# Job 1
Answer these questions using the passage on the Hungarian editions of Anne Frank's diary.
(a) How many copies were in the 1958 print run?
(b) Whose diary was the 1962 edition combined with?
(c) Who wrote the afterword to the 1962 edition?
# Job 2
From the passage on the Hungarian editions of Anne Frank's diary, copy the text exactly, from "There was no" up to and including "(Hegedüs 1962, 430).".
# Job 3
Using the passage on the Hungarian editions of Anne Frank's diary, explain in one to three sentences why the foreword or afterword of a translated foreign book mattered.

# Passage shown

-------------------------

The Hungarian edition of Anne Frank’s diary first appeared in book format in 1958 – a year after the play had been performed – with a print run of 10,000 copies, 9 and was quickly republished a year later. These first two editions were rather simple publications, little more than booklets, unaccompanied by any kind of explanatory note from the publisher or anybody else. In 1962, the diary was compiled with Polish Holocaust child victim Dawid Rubinowicz’s diary and published 50,000 copies. 10 This third edition is more intriguing as an examination of state socialist propaganda and its uses of Anne Frank’s diary. István Bart, who was an editor at Európa Publishing House (the publisher of Anne Frank’s diaries in Hungary), pointed out that if a translated foreign manuscript contained sensitive issues, it was the foreword or the afterword that was supposed to shape the message more clearly for the reader. 11 Indeed, a resolution of the Politburo of the Hungarian Socialist Workers’ Party from 1957 clearly stated that ‘publications that are debatable or include incorrect thoughts should be accompanied by an appropriate Marxist foreword’ (Vass and Ságvári 1973, 161).

There was no foreword to the 1962 edition but the afterword, written by writer Géza Hegedüs, emphasized the universality of the experience of persecution during the war.

[I]s there even one family in Europe’s broad area that does not have anything to mourn from those years? [... I]f Anne Frank’s ancestors had not prayed to Jehovah, she could have also died under the ruins of a house of some German city, her relatives could have fallen on the battlefields of fascism (Hegedüs 1962, 430).

-------------------------

# Collected data
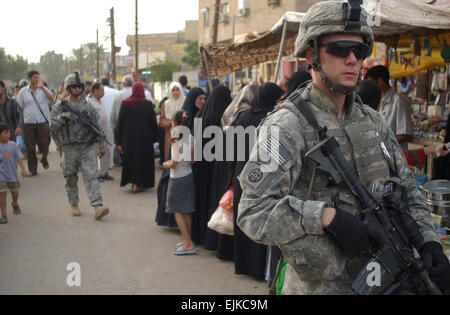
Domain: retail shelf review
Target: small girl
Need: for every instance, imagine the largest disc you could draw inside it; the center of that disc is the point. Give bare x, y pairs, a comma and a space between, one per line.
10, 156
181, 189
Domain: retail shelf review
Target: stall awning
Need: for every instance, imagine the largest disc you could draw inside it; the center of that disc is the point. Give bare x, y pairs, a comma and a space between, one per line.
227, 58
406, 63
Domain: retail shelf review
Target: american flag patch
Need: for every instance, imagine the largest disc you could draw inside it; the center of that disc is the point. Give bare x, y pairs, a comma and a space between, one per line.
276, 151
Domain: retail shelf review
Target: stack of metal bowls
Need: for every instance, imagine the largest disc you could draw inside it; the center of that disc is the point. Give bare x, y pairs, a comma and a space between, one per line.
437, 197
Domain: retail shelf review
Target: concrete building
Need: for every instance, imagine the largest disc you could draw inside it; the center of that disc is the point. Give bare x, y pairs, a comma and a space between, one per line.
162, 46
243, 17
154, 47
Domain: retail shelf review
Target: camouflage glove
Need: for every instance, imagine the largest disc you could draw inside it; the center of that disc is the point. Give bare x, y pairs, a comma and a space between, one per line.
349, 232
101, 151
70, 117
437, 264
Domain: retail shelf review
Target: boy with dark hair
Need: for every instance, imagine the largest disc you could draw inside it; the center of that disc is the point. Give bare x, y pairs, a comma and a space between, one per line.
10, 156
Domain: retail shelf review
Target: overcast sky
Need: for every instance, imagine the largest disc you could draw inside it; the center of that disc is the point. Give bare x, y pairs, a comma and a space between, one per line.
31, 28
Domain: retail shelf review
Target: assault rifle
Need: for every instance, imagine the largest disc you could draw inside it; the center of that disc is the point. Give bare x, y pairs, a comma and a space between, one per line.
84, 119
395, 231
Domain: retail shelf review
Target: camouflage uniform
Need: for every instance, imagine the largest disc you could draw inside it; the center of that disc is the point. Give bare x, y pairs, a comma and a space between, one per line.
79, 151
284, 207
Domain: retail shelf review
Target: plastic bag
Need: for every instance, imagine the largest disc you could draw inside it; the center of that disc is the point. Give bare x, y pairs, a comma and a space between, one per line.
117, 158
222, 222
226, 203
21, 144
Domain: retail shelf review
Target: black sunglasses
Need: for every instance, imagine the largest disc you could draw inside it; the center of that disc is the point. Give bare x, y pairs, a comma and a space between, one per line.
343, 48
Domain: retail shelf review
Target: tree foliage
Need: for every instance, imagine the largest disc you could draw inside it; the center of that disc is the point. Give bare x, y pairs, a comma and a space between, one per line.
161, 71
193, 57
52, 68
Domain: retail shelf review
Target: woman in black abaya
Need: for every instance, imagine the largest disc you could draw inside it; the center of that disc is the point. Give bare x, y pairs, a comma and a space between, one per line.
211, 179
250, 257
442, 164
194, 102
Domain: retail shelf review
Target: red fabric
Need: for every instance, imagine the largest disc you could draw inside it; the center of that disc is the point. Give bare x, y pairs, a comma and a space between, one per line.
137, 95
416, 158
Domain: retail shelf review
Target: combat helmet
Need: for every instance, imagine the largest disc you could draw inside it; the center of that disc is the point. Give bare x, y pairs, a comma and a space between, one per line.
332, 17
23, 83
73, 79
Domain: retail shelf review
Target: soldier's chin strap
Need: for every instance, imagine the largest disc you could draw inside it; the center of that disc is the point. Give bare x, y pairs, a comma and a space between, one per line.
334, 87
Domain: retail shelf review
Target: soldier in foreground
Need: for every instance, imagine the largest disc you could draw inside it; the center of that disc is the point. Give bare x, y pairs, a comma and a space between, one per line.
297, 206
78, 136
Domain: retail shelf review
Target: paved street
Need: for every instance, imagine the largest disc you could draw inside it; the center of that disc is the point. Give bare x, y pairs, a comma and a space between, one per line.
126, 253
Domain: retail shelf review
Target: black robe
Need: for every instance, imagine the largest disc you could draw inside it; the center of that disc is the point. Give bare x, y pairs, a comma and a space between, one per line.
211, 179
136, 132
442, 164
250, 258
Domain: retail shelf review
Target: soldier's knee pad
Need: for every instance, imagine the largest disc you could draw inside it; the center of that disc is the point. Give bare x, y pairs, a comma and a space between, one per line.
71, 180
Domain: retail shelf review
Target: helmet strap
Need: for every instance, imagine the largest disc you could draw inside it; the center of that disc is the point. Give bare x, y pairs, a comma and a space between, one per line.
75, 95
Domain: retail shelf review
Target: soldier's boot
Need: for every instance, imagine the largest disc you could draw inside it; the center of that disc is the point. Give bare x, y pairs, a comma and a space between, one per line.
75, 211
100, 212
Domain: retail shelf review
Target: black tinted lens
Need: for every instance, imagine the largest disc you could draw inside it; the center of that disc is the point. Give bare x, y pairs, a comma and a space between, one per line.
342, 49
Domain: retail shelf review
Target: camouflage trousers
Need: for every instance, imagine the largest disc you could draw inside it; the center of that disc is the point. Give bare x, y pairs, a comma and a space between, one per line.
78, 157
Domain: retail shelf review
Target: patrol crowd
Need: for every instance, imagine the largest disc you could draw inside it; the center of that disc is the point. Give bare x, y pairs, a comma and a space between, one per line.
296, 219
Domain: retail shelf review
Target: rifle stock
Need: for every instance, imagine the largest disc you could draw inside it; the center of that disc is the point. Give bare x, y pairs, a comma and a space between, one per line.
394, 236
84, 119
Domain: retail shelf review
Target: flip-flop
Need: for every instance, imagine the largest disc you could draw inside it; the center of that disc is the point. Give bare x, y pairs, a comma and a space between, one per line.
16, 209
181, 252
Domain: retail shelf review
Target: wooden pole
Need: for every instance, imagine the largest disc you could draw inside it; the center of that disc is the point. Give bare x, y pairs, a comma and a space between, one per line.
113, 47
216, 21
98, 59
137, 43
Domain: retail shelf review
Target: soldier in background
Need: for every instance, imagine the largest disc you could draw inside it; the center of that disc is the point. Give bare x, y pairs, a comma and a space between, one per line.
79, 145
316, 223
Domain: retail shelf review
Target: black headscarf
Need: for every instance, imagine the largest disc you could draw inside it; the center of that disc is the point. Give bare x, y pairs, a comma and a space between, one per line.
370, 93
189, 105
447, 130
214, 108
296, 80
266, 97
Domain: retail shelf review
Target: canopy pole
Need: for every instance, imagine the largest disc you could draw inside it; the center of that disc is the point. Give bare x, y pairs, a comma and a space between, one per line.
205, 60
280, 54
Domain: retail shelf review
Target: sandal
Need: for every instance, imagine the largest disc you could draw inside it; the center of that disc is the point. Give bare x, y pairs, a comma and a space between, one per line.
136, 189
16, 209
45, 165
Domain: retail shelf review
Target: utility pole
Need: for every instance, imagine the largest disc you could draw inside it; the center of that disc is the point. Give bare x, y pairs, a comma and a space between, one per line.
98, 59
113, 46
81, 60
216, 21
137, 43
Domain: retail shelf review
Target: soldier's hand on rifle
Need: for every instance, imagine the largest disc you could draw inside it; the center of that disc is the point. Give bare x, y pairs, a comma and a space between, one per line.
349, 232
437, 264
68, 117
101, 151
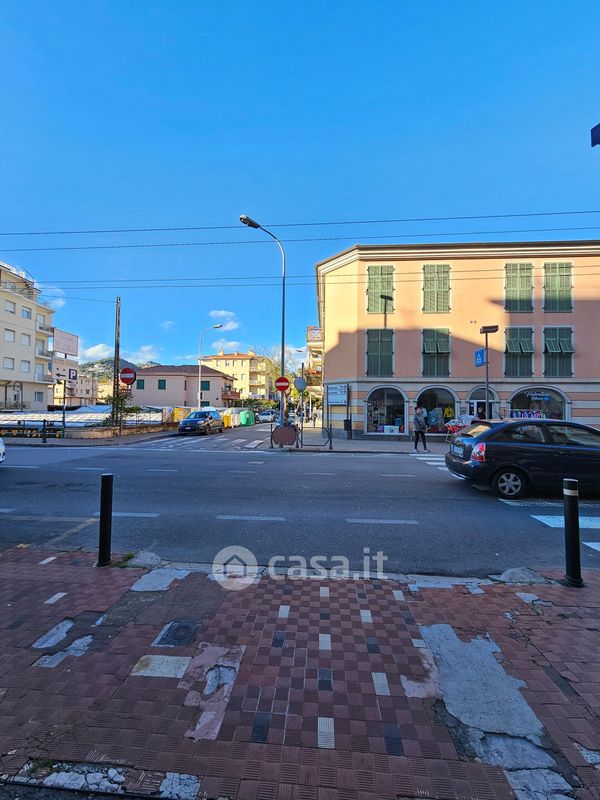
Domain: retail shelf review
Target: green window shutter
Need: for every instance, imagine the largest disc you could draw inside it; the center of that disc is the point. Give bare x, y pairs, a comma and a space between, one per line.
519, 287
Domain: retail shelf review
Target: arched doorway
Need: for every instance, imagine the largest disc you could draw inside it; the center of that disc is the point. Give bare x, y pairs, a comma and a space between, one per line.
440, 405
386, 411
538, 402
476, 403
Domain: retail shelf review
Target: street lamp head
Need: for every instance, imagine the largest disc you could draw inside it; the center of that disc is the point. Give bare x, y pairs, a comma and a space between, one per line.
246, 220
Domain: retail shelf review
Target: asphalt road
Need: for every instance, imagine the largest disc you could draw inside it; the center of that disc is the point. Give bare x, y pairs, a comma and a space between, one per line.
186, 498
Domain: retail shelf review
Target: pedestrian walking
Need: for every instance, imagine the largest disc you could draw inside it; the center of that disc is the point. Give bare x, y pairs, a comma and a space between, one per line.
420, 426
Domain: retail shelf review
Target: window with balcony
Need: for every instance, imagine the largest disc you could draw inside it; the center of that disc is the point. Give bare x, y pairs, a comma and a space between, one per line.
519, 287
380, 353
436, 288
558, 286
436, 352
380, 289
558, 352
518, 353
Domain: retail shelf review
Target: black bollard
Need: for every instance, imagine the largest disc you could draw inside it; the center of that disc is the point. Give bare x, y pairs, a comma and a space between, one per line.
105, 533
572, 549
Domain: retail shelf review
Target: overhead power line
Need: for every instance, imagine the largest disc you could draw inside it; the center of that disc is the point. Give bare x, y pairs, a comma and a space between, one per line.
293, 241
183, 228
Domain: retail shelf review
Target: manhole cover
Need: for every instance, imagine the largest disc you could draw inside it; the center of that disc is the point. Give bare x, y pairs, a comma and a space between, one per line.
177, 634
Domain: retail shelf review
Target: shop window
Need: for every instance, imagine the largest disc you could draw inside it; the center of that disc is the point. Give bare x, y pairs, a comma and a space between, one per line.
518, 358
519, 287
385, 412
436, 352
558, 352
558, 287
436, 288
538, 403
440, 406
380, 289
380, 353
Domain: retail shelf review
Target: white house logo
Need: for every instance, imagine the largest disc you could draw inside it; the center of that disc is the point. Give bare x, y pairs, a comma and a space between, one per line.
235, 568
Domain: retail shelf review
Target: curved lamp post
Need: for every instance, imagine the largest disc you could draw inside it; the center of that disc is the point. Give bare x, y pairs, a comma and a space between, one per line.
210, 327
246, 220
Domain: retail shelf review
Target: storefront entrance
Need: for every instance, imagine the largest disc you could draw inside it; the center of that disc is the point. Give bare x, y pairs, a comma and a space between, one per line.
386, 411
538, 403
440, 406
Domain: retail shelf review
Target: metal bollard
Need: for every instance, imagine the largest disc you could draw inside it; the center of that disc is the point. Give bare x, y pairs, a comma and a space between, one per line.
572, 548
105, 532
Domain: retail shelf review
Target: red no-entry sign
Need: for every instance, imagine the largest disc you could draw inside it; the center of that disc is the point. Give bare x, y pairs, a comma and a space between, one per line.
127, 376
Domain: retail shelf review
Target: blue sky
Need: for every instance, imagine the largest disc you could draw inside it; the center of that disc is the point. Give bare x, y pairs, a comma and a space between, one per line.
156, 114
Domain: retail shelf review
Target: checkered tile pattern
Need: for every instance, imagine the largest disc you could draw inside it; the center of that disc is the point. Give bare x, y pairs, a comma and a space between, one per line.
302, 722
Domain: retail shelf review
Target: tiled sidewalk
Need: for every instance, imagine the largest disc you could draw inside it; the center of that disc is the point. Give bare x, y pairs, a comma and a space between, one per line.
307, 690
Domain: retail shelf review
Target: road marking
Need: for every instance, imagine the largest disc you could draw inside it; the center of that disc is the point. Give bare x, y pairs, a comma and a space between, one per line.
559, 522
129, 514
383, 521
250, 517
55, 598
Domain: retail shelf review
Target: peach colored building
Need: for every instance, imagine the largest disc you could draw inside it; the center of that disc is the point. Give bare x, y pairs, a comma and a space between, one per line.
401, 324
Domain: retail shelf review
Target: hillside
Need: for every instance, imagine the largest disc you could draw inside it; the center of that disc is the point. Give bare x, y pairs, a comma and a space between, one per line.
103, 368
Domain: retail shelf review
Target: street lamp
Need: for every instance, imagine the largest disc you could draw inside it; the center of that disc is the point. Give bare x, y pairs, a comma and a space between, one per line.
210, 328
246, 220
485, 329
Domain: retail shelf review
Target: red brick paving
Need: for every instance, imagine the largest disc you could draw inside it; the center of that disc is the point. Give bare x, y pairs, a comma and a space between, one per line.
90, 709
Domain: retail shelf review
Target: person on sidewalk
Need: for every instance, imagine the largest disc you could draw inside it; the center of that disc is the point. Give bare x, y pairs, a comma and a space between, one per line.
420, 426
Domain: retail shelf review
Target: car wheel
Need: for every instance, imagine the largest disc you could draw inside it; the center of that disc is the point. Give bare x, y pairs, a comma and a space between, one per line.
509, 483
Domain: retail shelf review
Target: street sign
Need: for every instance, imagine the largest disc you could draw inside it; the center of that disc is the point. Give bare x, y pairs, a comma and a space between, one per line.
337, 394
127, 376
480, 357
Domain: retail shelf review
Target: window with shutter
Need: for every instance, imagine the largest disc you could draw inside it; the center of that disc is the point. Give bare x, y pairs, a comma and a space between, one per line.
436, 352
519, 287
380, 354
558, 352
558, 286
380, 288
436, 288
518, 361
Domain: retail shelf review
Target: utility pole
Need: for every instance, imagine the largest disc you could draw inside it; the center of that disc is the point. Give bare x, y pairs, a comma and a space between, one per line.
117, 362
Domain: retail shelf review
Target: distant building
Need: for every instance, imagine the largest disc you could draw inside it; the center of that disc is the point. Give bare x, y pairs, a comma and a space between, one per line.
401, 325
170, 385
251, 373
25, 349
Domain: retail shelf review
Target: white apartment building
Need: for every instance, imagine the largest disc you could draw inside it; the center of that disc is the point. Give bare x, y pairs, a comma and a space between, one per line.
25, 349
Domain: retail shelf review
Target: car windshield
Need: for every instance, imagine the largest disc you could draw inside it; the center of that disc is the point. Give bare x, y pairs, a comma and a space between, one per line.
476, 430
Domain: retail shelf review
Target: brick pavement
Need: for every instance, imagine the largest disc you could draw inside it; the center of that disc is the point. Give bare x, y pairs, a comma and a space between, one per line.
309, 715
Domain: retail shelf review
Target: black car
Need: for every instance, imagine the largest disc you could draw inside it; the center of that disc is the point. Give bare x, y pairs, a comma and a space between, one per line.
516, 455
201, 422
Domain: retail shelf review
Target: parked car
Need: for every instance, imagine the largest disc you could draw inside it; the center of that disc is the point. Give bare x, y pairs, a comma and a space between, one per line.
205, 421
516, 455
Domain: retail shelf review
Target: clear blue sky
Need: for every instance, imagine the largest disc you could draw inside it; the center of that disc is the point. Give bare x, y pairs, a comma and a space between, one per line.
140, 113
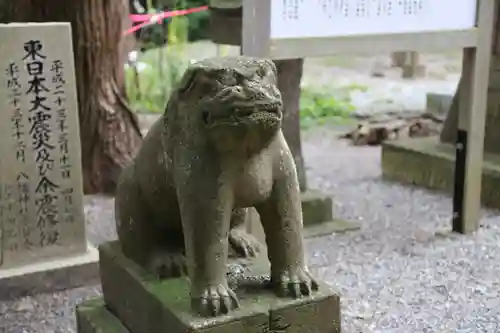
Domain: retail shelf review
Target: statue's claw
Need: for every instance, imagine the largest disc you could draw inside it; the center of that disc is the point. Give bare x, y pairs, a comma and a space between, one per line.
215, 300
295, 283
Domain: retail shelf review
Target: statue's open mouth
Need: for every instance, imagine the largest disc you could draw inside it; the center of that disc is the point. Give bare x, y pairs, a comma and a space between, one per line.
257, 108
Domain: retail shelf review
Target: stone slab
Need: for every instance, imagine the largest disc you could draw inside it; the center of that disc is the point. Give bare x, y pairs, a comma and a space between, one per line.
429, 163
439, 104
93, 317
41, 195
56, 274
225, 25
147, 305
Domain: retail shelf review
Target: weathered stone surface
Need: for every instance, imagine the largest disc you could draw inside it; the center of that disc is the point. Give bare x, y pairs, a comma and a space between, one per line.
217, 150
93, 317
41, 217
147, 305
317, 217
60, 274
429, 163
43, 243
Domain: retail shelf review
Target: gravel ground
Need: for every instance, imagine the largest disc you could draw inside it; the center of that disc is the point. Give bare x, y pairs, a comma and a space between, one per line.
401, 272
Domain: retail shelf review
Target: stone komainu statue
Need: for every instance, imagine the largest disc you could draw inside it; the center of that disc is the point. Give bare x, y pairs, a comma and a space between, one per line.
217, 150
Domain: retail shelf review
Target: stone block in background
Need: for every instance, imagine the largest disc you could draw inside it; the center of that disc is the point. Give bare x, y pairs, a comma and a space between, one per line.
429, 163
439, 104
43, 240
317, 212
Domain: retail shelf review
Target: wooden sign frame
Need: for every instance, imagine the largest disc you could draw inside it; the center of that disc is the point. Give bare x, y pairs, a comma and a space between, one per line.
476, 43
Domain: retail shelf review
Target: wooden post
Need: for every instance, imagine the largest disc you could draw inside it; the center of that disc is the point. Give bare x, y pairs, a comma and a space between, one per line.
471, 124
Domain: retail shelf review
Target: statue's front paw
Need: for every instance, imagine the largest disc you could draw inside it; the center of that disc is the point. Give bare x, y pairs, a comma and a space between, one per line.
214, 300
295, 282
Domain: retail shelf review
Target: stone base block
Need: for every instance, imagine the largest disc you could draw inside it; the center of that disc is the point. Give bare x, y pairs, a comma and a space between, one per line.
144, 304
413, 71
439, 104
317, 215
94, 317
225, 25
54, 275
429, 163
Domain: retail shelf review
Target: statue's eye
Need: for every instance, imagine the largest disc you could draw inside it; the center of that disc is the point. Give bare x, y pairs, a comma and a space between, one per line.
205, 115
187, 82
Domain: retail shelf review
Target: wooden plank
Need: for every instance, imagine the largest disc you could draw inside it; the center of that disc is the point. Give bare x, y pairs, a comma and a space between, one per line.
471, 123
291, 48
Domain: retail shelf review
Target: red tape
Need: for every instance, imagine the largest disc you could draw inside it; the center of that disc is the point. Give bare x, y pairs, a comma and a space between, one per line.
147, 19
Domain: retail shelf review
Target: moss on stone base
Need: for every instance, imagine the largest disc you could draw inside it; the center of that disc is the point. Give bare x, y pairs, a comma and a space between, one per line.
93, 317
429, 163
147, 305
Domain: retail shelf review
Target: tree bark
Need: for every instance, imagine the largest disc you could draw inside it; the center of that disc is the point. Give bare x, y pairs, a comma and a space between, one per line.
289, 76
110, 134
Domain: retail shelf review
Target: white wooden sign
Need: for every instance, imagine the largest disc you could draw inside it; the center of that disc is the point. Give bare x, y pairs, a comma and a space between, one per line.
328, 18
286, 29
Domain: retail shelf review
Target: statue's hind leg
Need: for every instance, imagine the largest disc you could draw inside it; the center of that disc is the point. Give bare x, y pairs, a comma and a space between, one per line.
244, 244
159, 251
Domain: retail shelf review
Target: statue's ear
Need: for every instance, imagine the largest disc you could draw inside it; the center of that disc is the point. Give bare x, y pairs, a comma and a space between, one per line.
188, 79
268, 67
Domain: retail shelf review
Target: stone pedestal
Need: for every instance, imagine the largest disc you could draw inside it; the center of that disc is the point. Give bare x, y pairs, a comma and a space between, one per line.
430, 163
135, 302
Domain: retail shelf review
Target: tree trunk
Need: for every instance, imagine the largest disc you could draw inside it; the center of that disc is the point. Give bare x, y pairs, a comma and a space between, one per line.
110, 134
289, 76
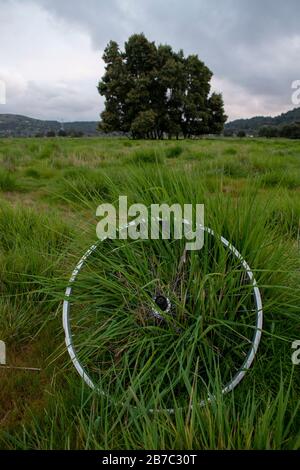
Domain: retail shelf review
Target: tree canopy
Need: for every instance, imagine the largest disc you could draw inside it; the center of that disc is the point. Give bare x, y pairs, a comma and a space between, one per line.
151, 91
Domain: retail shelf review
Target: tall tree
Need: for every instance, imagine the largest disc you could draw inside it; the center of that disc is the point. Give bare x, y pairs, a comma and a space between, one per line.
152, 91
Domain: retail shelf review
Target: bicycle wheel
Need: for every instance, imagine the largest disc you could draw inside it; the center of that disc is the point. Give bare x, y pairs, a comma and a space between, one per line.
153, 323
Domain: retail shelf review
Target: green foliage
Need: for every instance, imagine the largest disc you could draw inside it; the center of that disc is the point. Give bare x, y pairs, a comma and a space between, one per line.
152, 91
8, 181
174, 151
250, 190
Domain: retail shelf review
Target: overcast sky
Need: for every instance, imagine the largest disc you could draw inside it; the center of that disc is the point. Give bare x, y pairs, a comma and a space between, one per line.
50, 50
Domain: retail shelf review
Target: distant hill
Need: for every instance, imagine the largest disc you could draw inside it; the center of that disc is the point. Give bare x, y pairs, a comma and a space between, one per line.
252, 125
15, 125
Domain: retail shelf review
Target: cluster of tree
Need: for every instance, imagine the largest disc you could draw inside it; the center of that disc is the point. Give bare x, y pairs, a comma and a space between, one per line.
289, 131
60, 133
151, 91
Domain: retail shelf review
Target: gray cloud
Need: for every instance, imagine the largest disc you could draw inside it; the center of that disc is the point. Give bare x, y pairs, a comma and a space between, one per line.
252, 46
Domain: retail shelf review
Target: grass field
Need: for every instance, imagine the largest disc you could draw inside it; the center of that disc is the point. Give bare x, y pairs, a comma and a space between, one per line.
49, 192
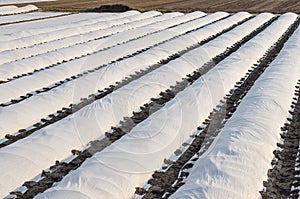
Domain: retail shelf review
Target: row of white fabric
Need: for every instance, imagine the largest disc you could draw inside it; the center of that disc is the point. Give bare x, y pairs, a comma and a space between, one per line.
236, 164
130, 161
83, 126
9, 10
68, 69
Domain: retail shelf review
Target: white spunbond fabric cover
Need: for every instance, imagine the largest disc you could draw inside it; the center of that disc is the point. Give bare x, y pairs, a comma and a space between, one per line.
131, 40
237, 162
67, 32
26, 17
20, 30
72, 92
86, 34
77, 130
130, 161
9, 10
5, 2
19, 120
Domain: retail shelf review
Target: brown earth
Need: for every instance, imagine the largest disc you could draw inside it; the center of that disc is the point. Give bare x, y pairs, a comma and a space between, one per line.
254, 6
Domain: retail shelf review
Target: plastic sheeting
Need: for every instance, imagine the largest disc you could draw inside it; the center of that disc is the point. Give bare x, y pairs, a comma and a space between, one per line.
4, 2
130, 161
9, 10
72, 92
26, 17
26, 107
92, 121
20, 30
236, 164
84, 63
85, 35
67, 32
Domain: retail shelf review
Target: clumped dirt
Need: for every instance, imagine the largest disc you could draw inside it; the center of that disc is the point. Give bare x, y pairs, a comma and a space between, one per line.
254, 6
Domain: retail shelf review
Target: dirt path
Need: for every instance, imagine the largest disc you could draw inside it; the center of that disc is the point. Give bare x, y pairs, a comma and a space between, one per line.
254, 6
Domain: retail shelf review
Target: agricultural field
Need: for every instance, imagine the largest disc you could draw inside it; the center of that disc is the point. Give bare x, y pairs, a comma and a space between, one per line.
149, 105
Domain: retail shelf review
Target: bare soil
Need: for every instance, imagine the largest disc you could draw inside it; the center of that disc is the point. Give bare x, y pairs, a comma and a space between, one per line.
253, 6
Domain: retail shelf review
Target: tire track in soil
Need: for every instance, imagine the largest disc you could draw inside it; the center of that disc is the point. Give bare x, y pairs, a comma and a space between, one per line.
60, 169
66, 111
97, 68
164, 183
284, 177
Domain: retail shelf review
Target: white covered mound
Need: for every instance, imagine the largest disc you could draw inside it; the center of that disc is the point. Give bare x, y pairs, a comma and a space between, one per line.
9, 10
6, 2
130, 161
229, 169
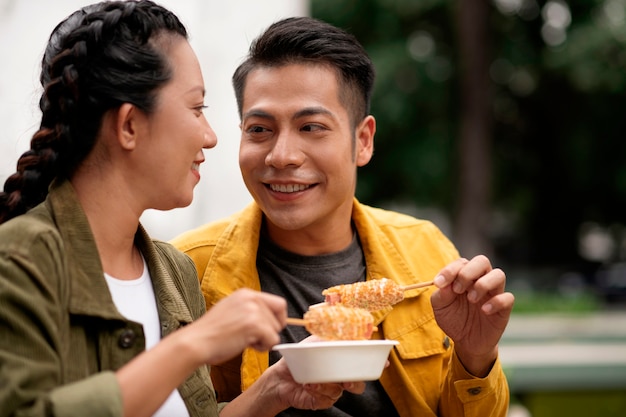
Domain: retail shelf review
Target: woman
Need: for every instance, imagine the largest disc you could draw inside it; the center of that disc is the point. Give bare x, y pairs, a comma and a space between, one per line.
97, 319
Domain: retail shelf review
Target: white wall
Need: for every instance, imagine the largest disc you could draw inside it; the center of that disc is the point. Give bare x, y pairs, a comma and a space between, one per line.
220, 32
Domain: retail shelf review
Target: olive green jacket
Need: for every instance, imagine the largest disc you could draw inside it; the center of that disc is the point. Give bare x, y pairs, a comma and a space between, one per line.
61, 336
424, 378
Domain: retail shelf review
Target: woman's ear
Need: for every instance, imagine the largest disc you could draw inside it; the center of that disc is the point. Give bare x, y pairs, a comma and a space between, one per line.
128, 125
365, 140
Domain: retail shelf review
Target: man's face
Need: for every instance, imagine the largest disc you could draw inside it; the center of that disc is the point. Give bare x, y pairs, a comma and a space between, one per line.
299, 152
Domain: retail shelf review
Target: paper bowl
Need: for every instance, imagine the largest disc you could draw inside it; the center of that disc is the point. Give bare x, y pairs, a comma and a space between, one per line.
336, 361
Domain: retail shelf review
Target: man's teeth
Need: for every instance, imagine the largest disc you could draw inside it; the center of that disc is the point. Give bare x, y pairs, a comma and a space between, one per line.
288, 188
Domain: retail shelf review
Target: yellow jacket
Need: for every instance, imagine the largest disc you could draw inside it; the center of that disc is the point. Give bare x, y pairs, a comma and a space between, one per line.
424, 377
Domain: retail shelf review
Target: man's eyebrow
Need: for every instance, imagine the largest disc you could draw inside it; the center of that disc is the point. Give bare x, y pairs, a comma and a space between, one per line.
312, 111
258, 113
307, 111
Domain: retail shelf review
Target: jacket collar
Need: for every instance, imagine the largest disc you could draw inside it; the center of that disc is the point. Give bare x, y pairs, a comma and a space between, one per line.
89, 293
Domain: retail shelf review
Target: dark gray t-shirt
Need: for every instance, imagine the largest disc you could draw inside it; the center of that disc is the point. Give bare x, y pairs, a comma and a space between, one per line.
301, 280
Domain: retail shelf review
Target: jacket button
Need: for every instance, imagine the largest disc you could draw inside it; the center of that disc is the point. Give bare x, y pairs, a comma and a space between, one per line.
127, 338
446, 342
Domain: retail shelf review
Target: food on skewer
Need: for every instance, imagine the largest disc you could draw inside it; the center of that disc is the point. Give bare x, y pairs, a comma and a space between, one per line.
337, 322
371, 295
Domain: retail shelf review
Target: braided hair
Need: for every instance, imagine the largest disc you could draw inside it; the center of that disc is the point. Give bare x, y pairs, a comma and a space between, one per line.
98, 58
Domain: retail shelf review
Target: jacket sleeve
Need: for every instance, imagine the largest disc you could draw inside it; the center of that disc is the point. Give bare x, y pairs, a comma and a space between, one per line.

-------------------------

# Exercise answer 1
(a) 10,000 copies.
(b) The diary of Dawid Rubinowicz, a Polish child victim of the Holocaust.
(c) The writer Géza Hegedüs.

# Exercise answer 2
There was no foreword to the 1962 edition but the afterword, written by writer Géza Hegedüs, emphasized the universality of the experience of persecution during the war.

[I]s there even one family in Europe’s broad area that does not have anything to mourn from those years? [... I]f Anne Frank’s ancestors had not prayed to Jehovah, she could have also died under the ruins of a house of some German city, her relatives could have fallen on the battlefields of fascism (Hegedüs 1962, 430).

# Exercise answer 3
According to editor István Bart, when a translated foreign manuscript held sensitive issues, the foreword or afterword was meant to shape its message more clearly for the reader. A 1957 Politburo resolution also required debatable publications, or ones with incorrect thoughts, to carry an appropriate Marxist foreword.